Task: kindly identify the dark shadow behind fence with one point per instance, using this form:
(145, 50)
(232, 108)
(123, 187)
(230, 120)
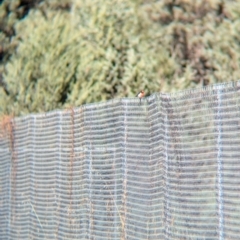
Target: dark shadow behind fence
(166, 169)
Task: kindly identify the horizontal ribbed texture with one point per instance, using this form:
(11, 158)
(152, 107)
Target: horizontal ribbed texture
(168, 168)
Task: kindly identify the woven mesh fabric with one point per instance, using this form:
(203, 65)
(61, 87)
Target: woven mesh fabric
(168, 168)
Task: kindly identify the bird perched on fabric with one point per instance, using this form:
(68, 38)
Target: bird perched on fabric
(140, 95)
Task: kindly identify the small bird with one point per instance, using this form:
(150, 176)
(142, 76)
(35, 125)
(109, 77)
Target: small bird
(140, 95)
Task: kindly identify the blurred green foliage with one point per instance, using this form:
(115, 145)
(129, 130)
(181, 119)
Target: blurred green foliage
(74, 52)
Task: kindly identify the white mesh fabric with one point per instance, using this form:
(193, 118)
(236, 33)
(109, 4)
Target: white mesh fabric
(166, 169)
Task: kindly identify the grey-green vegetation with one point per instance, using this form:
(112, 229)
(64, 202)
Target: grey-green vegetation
(56, 54)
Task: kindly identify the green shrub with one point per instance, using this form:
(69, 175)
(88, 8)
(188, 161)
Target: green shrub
(97, 51)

# # # # #

:: What you have to do ::
Keep the pictures out of your copy, and repeat every entry above exactly.

:: Full solution ::
Task: kindly identify the dark shadow behind fence with one point per instance, using this form:
(145, 50)
(232, 108)
(123, 187)
(230, 120)
Target: dark shadow behind fence
(166, 169)
Task: kindly identify the horizontal ribbed texture with one point per instance, using this form:
(11, 158)
(152, 107)
Target: horizontal ribbed texture
(168, 168)
Task: kindly identify the woven mesh fabric with one point per instance, using this form:
(203, 65)
(61, 87)
Target: woven mesh fabric
(168, 168)
Task: kindly identify the bird perched on fabric with one point per instance, using this form:
(68, 38)
Target: bird perched on fabric
(140, 95)
Task: kindly identify the small bird with one point per instance, using this form:
(150, 176)
(142, 76)
(35, 125)
(109, 77)
Target: small bird
(140, 95)
Task: kindly identify the blurred green foliage with one point per instance, using this form:
(115, 145)
(129, 130)
(181, 119)
Target: blurred green foliage
(74, 52)
Task: kindly identify the white mesh fabric with one point per instance, using this form:
(193, 118)
(236, 33)
(109, 4)
Target: white mesh fabric
(166, 169)
Task: kindly identify the grey-green vegetation with one point per instance, using this form:
(112, 229)
(64, 202)
Target: grey-green vegetation
(56, 54)
Task: kindly identify the green shrub with one point per instance, using this form:
(69, 175)
(88, 8)
(188, 161)
Target: green shrub
(97, 51)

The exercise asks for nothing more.